- Work instructions: Locate each line in the items below that contains the string "hair" and copy those lines. Uppercase and lowercase letters count as different.

-- Start Dataset content --

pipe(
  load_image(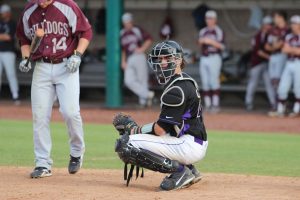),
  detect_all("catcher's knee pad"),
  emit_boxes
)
[115,134,181,173]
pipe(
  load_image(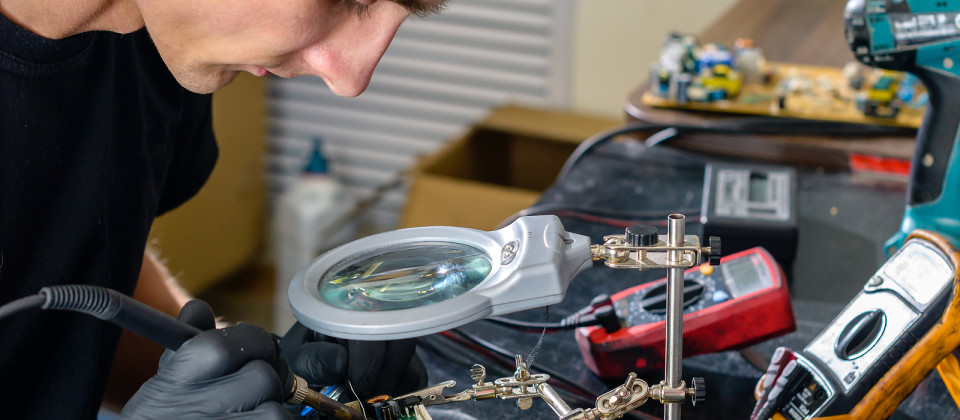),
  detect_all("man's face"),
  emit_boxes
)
[136,0,444,97]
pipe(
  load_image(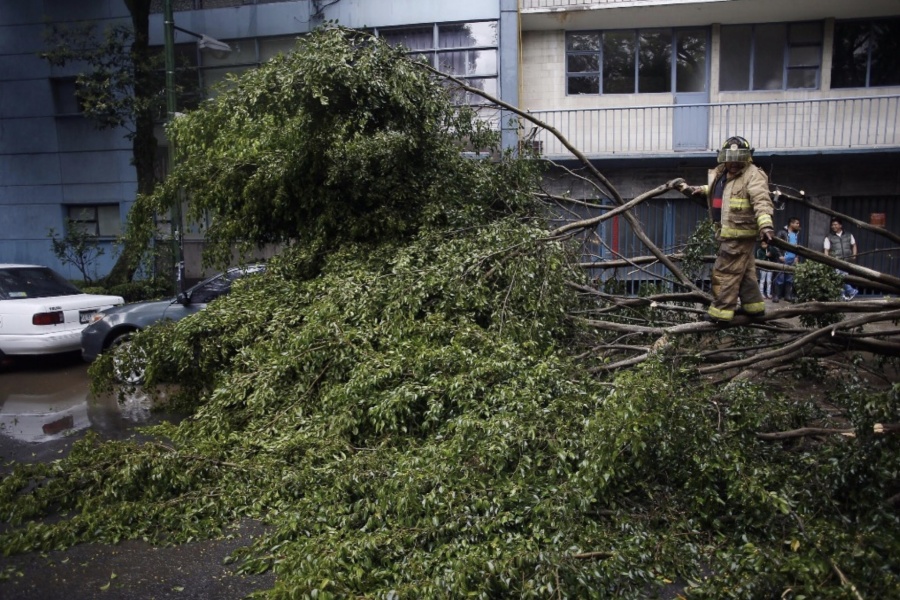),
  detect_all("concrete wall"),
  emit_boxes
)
[0,0,136,279]
[0,0,502,279]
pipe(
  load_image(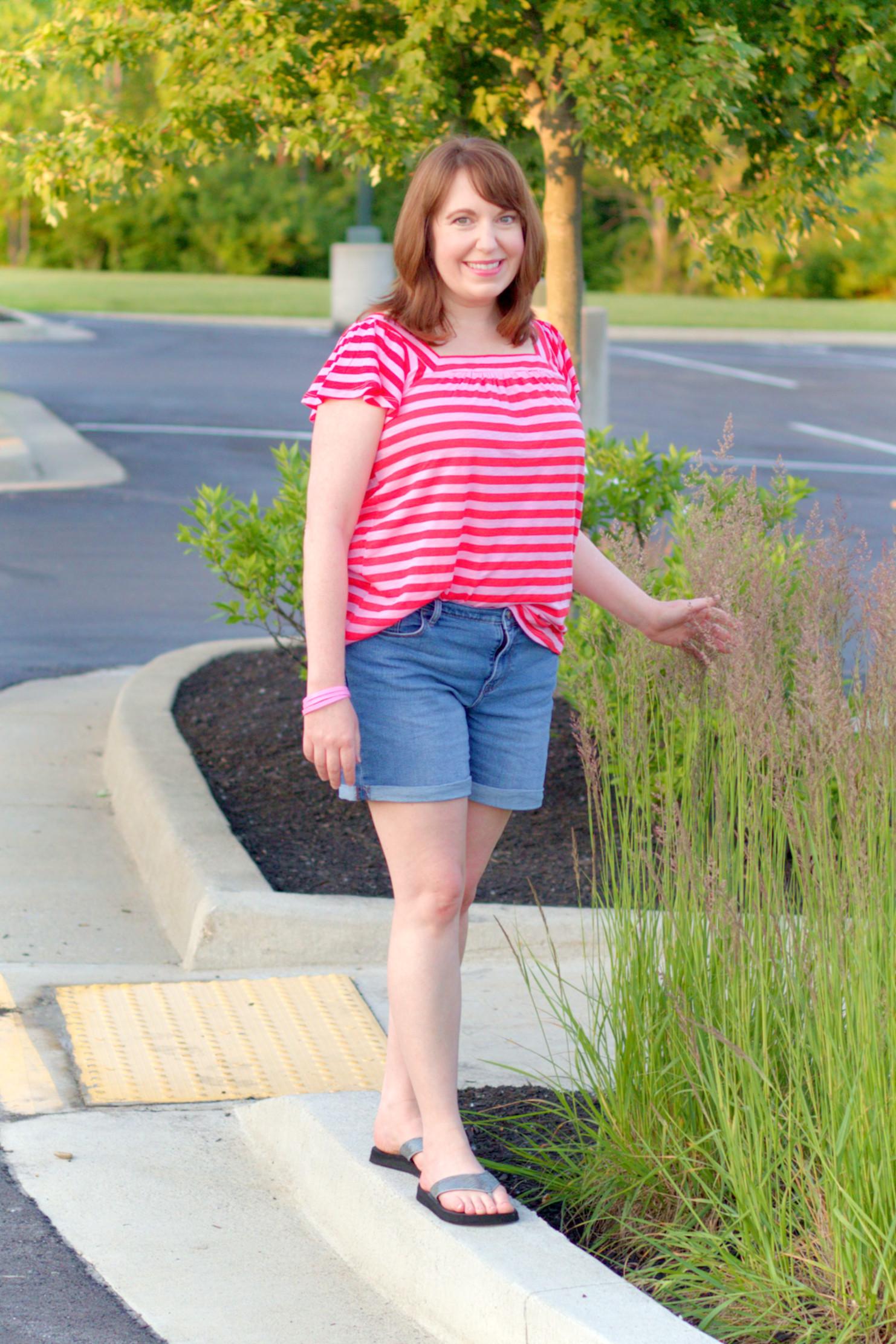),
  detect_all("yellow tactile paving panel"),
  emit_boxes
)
[56,976,386,1105]
[0,976,62,1115]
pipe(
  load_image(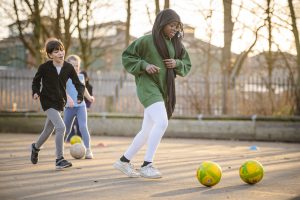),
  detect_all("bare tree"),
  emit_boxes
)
[288,0,300,115]
[13,0,45,66]
[222,0,234,114]
[155,0,160,15]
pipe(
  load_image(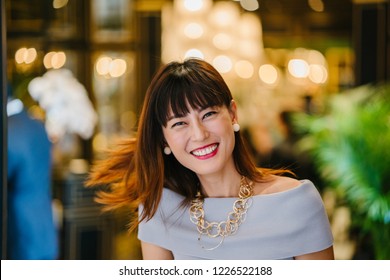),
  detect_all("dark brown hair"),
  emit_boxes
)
[86,59,284,231]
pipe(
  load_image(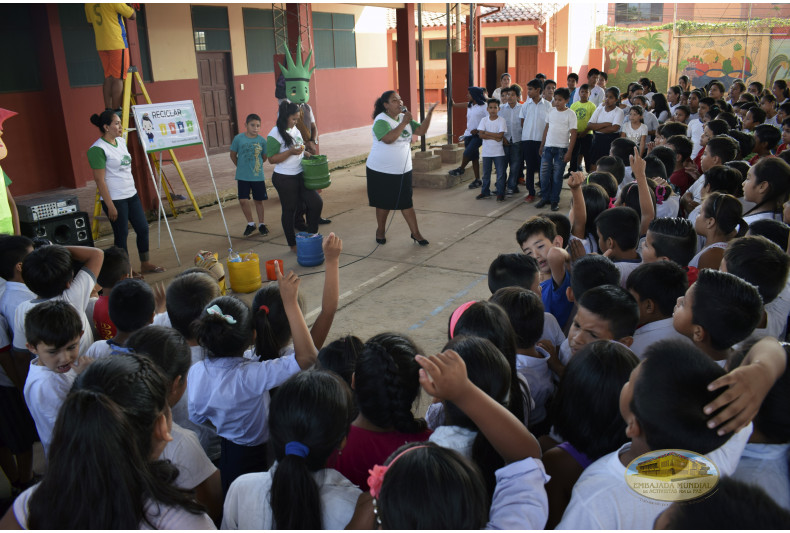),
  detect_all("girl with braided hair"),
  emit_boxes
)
[329,333,431,490]
[0,354,214,529]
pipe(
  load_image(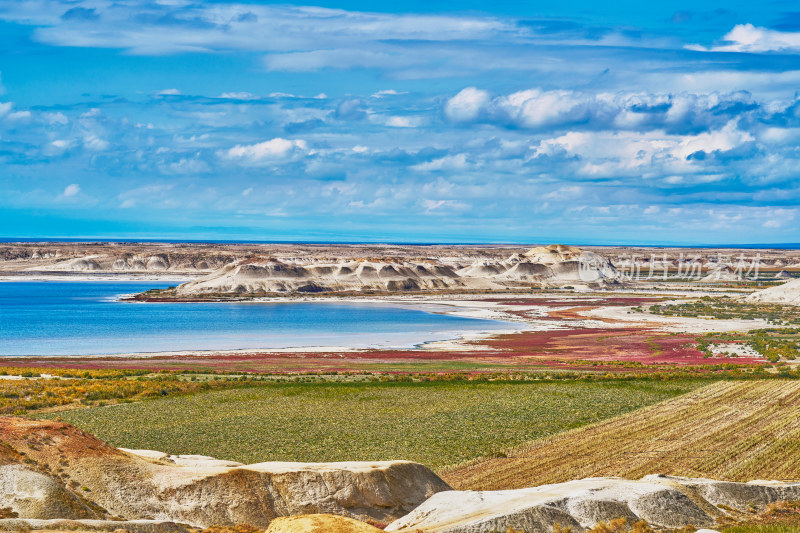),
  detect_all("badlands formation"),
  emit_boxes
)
[0,418,800,533]
[746,279,800,305]
[176,245,617,297]
[0,242,800,291]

-- End Dataset content --

- The output:
  detect_all("dark brown hair"),
  detect_all("girl with braided hair"),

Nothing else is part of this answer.